Do this: Please pull out every line of the records below that contains the string "foot", matching case exactly.

Data lines:
+++
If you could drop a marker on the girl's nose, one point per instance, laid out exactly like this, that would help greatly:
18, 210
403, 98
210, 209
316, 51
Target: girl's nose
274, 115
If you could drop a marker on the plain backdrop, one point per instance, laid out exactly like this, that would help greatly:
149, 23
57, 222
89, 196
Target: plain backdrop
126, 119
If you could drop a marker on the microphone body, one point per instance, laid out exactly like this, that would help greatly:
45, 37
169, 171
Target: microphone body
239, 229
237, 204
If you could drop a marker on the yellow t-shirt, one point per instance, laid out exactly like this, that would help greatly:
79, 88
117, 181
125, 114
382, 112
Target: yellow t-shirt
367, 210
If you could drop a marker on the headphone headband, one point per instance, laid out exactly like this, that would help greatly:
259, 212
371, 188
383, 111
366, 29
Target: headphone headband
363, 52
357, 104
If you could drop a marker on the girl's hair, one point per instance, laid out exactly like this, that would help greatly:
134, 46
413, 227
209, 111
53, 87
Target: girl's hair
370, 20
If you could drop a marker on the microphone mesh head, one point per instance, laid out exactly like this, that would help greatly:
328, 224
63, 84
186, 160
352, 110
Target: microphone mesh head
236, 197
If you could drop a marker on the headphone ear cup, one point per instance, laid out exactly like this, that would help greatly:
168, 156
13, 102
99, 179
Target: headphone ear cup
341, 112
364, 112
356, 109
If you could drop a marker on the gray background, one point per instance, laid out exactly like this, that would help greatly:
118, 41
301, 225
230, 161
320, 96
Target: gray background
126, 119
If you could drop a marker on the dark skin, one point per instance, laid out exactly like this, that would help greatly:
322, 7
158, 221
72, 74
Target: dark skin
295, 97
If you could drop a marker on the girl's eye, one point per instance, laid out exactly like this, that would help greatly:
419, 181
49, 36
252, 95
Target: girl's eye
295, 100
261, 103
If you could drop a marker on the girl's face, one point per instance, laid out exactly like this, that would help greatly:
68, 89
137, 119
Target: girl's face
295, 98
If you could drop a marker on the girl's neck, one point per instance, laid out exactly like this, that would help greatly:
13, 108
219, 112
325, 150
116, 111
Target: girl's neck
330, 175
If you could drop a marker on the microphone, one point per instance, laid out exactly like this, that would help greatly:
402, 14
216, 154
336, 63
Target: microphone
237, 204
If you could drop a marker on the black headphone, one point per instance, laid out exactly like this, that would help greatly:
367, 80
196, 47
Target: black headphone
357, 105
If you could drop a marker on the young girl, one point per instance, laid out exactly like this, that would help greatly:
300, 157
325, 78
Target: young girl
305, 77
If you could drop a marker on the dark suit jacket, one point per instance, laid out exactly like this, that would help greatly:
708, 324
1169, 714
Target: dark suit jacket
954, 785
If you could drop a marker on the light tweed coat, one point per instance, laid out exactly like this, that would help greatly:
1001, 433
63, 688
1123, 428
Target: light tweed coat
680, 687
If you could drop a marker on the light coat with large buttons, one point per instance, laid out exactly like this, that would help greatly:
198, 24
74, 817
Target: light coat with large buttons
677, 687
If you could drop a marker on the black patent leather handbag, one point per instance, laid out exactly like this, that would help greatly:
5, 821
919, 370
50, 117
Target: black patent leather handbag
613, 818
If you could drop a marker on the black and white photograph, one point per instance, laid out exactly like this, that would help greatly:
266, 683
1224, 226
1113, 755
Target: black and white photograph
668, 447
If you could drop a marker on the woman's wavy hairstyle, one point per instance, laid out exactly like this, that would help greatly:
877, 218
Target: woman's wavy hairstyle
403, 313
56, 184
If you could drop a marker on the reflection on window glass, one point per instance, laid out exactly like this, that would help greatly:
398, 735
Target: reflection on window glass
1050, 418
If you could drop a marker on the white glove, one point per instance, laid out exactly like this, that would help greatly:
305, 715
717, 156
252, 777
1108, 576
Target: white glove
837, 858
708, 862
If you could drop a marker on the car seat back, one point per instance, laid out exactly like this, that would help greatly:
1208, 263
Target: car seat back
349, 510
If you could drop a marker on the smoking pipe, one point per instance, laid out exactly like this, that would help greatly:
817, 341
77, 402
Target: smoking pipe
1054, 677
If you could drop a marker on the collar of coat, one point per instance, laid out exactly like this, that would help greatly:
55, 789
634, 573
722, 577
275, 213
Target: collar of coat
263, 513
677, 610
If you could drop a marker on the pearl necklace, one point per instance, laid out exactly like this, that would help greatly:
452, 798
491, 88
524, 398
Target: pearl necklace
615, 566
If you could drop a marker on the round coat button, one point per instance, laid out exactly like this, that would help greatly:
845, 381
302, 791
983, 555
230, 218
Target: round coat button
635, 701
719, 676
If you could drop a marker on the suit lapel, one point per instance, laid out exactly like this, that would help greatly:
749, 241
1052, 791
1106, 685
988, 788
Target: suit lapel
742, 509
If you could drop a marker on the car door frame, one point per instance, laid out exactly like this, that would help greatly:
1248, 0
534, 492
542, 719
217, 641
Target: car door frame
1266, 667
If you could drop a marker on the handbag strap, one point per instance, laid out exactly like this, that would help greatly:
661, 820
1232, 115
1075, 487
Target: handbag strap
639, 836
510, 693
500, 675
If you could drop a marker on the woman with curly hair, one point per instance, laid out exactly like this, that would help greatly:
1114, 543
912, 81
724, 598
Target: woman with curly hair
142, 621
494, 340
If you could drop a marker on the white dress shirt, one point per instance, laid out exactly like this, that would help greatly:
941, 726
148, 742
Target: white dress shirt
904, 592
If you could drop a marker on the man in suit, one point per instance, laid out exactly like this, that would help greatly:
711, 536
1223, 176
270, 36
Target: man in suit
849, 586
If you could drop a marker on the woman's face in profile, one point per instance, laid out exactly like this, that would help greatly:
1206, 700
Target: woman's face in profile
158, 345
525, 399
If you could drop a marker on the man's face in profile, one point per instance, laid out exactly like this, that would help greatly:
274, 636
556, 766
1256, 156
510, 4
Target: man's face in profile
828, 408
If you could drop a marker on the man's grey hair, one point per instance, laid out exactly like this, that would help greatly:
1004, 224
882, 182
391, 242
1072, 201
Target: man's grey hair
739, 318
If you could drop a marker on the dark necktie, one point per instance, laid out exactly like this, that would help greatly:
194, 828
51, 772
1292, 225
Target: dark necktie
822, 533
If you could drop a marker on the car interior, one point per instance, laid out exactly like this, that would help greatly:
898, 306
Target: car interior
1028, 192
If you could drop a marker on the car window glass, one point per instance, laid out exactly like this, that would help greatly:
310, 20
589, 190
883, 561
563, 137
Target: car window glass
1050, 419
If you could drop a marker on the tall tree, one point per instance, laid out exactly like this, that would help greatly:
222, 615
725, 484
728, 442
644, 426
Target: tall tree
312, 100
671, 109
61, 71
+++
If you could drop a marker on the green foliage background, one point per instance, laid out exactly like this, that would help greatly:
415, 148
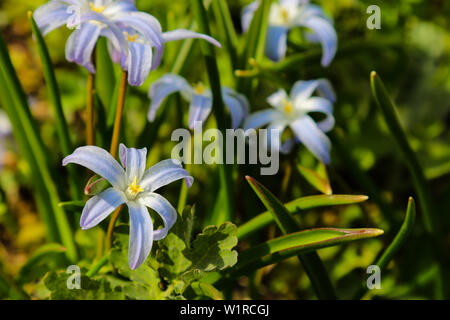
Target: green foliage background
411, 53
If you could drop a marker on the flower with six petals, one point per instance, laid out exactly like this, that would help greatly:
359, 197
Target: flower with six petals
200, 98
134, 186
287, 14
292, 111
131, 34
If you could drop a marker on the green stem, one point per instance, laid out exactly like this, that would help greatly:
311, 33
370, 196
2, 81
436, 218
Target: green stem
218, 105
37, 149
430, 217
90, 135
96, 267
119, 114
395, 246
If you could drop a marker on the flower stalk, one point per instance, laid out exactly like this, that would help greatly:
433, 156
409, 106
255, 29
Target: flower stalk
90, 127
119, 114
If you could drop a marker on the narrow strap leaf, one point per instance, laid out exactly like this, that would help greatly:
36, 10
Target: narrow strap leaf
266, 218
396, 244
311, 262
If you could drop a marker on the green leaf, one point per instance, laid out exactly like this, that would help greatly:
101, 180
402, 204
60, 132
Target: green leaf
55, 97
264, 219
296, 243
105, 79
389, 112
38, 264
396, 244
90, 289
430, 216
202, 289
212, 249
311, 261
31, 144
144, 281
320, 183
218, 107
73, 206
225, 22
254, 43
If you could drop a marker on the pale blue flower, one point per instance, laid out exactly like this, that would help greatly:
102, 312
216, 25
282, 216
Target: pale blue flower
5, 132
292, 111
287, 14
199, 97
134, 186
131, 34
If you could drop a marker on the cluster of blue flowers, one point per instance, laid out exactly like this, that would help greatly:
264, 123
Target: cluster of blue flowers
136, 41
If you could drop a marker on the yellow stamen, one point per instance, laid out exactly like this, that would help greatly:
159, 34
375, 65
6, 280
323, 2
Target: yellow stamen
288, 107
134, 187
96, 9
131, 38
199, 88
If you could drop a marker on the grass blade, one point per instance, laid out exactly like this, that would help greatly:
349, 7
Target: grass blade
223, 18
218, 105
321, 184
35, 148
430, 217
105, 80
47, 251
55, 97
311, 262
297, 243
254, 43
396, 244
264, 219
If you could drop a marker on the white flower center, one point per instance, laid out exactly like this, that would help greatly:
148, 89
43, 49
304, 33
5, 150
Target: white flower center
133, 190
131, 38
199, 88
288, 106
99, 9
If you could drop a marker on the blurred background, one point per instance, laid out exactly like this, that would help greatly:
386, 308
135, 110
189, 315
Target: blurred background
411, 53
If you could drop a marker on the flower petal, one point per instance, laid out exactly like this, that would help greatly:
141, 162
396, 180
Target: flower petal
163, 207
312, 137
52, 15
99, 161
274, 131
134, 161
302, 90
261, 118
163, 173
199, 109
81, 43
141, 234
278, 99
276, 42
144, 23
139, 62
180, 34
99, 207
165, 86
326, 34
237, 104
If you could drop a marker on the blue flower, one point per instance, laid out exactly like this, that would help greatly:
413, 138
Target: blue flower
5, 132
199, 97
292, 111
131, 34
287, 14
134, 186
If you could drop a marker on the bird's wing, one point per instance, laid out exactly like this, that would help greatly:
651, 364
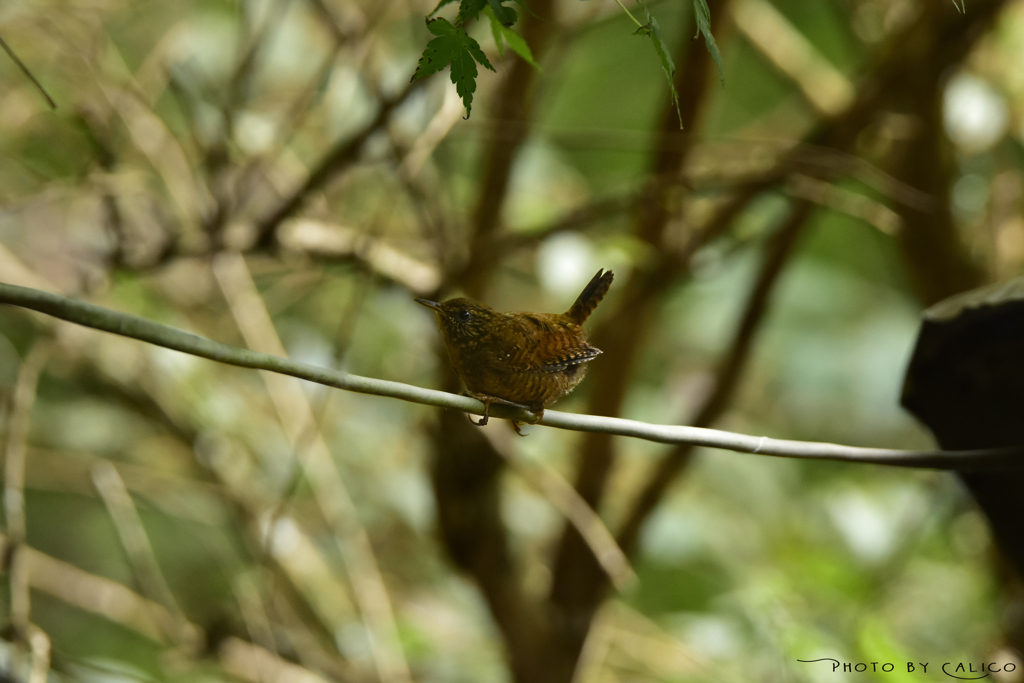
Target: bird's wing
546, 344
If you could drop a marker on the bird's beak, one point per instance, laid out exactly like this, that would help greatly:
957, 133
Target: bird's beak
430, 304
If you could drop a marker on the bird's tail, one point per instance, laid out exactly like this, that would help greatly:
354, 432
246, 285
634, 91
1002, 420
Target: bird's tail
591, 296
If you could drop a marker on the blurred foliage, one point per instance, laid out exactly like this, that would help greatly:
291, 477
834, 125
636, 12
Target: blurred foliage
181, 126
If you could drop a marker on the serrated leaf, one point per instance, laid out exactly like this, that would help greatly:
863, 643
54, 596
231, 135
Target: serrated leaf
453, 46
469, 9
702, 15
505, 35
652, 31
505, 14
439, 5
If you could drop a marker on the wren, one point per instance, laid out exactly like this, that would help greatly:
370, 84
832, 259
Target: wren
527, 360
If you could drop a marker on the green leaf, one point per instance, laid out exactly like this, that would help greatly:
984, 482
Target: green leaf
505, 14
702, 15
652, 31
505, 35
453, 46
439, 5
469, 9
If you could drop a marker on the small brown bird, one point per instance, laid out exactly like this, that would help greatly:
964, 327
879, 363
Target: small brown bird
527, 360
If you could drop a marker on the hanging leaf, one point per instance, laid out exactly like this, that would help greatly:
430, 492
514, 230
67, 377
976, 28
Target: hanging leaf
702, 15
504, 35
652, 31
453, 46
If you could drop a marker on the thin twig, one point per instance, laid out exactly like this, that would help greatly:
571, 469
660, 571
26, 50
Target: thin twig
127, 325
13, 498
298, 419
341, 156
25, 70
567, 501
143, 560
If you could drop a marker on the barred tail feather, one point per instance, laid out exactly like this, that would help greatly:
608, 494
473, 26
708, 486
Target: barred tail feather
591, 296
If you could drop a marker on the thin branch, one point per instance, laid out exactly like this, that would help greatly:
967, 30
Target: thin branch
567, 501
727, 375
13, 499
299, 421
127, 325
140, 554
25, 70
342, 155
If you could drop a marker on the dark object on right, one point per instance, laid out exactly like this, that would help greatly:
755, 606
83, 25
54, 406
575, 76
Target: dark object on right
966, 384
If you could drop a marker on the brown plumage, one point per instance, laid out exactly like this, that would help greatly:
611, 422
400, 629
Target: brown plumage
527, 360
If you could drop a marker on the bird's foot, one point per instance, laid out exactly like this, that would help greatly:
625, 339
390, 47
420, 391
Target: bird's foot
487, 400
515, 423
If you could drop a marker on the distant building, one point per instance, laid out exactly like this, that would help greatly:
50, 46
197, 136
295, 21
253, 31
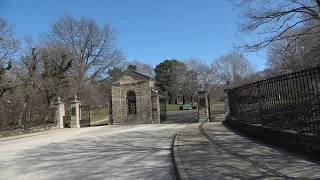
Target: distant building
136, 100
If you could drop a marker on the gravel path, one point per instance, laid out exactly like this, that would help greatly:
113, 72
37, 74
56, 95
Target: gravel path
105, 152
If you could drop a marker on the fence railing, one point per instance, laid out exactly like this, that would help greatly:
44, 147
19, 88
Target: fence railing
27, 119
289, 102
+++
Complete output:
If you could drop a marker on the bird's foot, one point per instance, laid out exactly like this, that would help greatly:
Target: bird's foot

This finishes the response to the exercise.